What you will do:
Give the entries back exactly, dropping each image.

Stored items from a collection
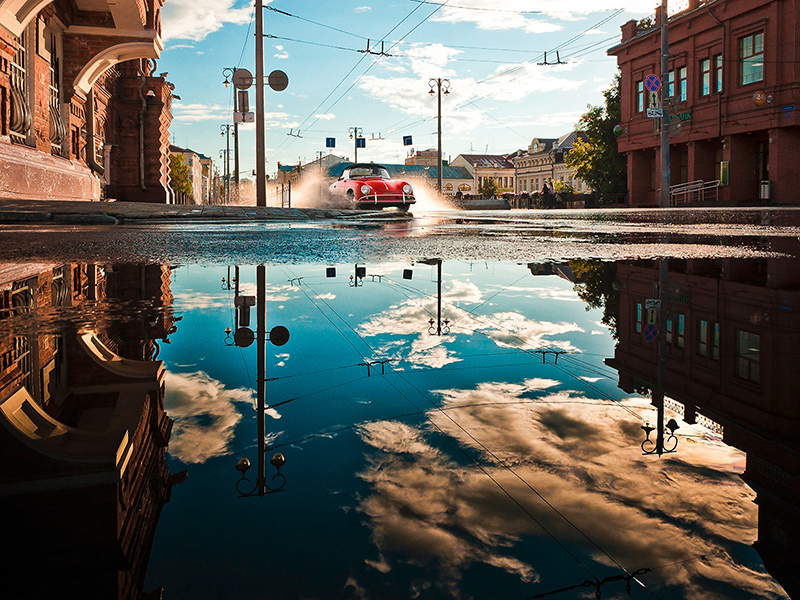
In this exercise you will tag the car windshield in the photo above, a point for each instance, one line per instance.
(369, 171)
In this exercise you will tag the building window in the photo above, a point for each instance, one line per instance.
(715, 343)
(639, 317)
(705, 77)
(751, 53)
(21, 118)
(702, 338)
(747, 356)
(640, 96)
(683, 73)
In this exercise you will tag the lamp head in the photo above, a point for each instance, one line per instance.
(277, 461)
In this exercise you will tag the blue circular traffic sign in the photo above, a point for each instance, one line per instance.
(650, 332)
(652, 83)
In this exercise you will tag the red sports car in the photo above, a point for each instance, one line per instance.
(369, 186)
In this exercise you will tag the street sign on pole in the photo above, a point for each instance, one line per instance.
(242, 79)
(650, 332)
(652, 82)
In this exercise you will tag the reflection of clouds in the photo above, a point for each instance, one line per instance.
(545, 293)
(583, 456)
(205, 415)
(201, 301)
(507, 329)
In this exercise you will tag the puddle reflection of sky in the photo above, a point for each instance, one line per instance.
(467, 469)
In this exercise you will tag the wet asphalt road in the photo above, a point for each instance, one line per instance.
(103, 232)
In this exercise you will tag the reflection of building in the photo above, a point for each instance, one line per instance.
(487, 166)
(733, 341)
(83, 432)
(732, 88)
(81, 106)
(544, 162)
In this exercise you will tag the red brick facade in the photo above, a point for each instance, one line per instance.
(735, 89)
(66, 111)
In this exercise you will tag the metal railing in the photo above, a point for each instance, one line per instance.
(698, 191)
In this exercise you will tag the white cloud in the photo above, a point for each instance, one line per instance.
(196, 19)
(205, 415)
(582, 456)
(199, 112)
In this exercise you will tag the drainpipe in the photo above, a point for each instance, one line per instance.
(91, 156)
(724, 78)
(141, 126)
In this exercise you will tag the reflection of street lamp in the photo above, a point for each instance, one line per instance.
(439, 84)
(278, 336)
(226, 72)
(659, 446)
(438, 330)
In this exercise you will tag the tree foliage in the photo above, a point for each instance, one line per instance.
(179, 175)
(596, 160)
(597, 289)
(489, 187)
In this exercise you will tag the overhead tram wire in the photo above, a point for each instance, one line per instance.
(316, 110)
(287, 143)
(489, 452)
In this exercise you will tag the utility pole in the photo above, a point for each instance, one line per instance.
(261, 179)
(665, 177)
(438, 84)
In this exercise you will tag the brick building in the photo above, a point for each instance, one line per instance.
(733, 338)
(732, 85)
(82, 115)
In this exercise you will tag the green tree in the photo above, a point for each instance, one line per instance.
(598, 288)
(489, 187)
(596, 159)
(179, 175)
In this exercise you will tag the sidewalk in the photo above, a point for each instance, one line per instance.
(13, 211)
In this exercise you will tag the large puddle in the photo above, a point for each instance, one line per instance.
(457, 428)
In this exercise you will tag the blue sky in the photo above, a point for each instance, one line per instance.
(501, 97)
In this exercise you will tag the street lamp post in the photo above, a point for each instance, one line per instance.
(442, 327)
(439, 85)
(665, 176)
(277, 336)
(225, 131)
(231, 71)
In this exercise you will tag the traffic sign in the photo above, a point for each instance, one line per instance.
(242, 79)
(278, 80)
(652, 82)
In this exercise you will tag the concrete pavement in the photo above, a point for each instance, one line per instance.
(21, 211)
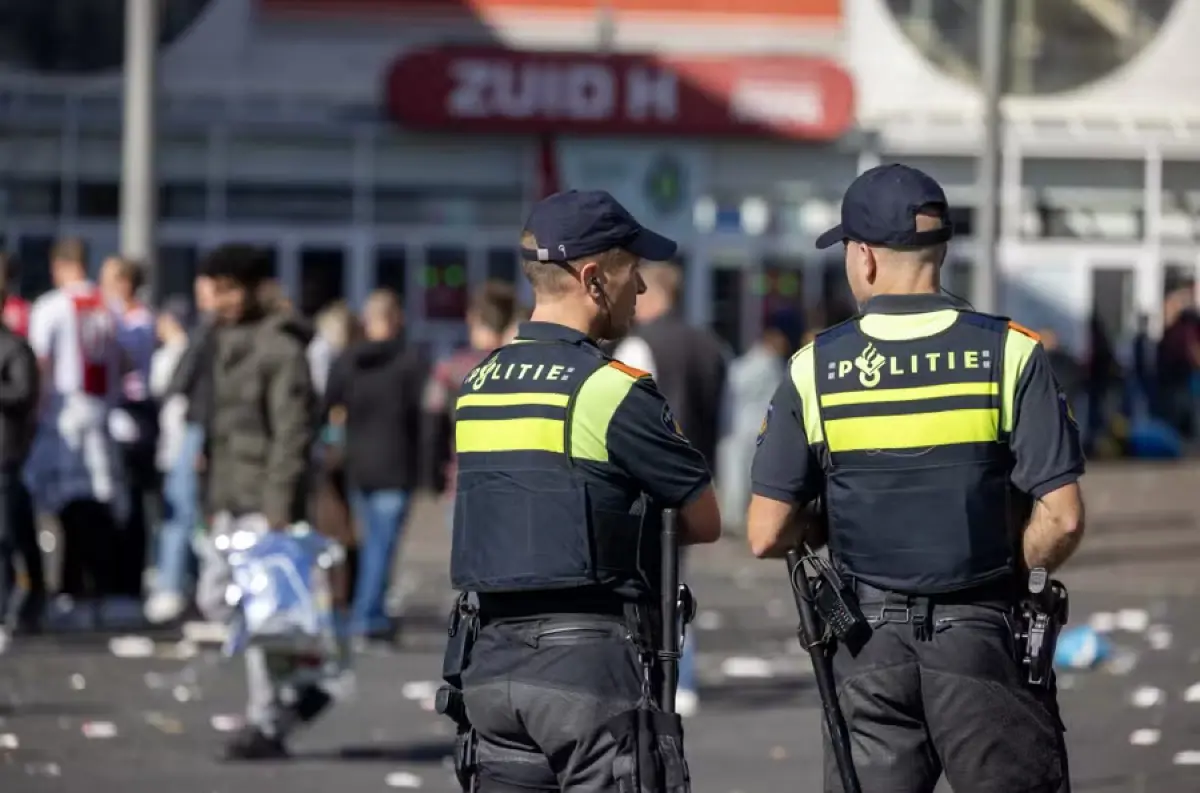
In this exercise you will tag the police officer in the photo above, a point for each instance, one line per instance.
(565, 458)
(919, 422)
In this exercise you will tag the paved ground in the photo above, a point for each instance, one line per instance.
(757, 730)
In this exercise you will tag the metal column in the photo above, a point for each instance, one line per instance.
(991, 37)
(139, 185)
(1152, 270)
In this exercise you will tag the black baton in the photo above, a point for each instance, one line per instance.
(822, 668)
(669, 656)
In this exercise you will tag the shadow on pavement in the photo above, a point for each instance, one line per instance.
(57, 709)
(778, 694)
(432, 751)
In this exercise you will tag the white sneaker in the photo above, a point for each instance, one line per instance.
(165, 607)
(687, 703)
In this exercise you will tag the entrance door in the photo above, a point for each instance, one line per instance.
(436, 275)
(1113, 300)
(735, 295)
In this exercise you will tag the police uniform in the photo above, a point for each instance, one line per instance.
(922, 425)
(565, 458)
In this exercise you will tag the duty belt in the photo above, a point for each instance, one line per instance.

Solution to this exercise:
In this exercise you will tag the car windshield in the photo above, a point for each instance, one line per instance.
(369, 171)
In this exercise you will tag the building window in the photo above, a point for each instance, one line per instance.
(715, 343)
(639, 317)
(705, 77)
(751, 53)
(21, 118)
(702, 338)
(747, 356)
(640, 96)
(683, 73)
In this exercise you will tag the lamp head in the photo above, a point for each instance, one line per instance.
(277, 461)
In this exercise you will tag the blue circular traffic sign in the photo above, a point for each instance, one line per instance.
(650, 332)
(652, 83)
In this exercise you will tag the red sports car in the photo above, a point for each instance, one line per instance.
(369, 186)
In this exercise you will tag the street sign on pole in the photo above, a point for each instance, one line per instance.
(242, 79)
(650, 332)
(652, 82)
In this exercise you will tag the reflection of clouds in the photo above, a point for each instance, one line per instance.
(545, 293)
(583, 456)
(205, 415)
(201, 301)
(507, 329)
In this exercise you will tag the puddle reflection of sky in the photo above, a point for each instance, one line per instance.
(467, 469)
In this exercise you will tag the wet asphalt road in the photo above, a point for each instance, one line per instance.
(103, 232)
In this exercise you will tag the reflection of building in the photo above, a point for each instance, one line per instance.
(487, 166)
(733, 341)
(83, 432)
(732, 88)
(81, 106)
(544, 162)
In this exercise you will tag the red brick facade in the photo above, a point for each instance, one line per instance.
(735, 89)
(66, 111)
In this exercise you will tag the metal railing in the photo above, a point for each instance, one line per instance.
(698, 191)
In this exercise you will tag the white cloud in the photo above, a point for each instance, one line per instance.
(196, 19)
(205, 415)
(582, 456)
(199, 112)
In this exercise you will tag the drainpipe in the photo above, a point for each instance, one line per instance.
(91, 156)
(724, 78)
(141, 126)
In this exercise you will tag the reflection of street lamp in the photo above, a point for each instance, one line per instance.
(439, 84)
(278, 336)
(226, 72)
(659, 446)
(438, 330)
In this exercise you will tag the tree foliage in the photo above, a point for each instance, one line per instance.
(179, 175)
(596, 160)
(597, 289)
(489, 187)
In this exercise you will tag the overhead tram wire in the photo above, a point for each instance, one line per instance.
(316, 110)
(287, 143)
(489, 452)
In this exercise you will tag the utility pole in the photo above, a point for each instance, one line per instance.
(261, 179)
(665, 177)
(438, 84)
In this exercise you will tag the brick building in the photo above, a point for each instance, one line per instance.
(733, 338)
(732, 85)
(82, 115)
In this exercise you will tag the green tree in the photo above, a point for each instance, one line per instance.
(598, 288)
(489, 187)
(596, 159)
(179, 175)
In this exercise you will tag the sidewalk in the photo above, a point for each instance, one line per instance.
(13, 211)
In this exercise you will tag the large puddle in the photo above, a point for each instance, one line per instance.
(457, 428)
In this exercise you will tag the blue sky in the photo above, a point for each instance, one line per instance.
(501, 97)
In this exercise you will tag the street lamp post in the photo above, a point for each instance, one line per instance.
(442, 327)
(439, 85)
(665, 176)
(277, 336)
(225, 131)
(231, 71)
In this exercise you will tag the traffic sign in the photo above, a point for each instance, one line per instance.
(242, 79)
(278, 80)
(652, 82)
In this exercise you will tag the concrete pavement in the photo above, a point for each instance, one line per instance.
(21, 211)
In this exercise you will tag the police officer in the photo above, a point for each instance, one line per instance.
(565, 458)
(919, 422)
In this exercise you will tag the paved ground in the photo above, a point for each instance, one line per instance.
(757, 730)
In this exercise you will tag the metal column in the photo above, a point for each instance, one line per instance.
(991, 37)
(139, 185)
(1152, 270)
In this exercise you will tag the black baton in the photo above, a point for each instance, one line per instance.
(822, 668)
(669, 656)
In this exercise you will tag the shadow on pavement in the photo above, a point for each instance, one line per instance.
(57, 709)
(778, 694)
(432, 751)
In this exercise you will tag the white sneaker in the photo above, a point for each instance, one line per instance.
(165, 607)
(687, 703)
In this exercise you will tag the entrance door in the photo above, a point for each instance, one line per instance.
(436, 275)
(1113, 300)
(735, 295)
In this exercise you will tag the police uniform in the photo above, a point for each instance, one line per instance.
(922, 425)
(565, 458)
In this exercise you will tag the duty belt in the photo above, a point for each instance, one line per instance.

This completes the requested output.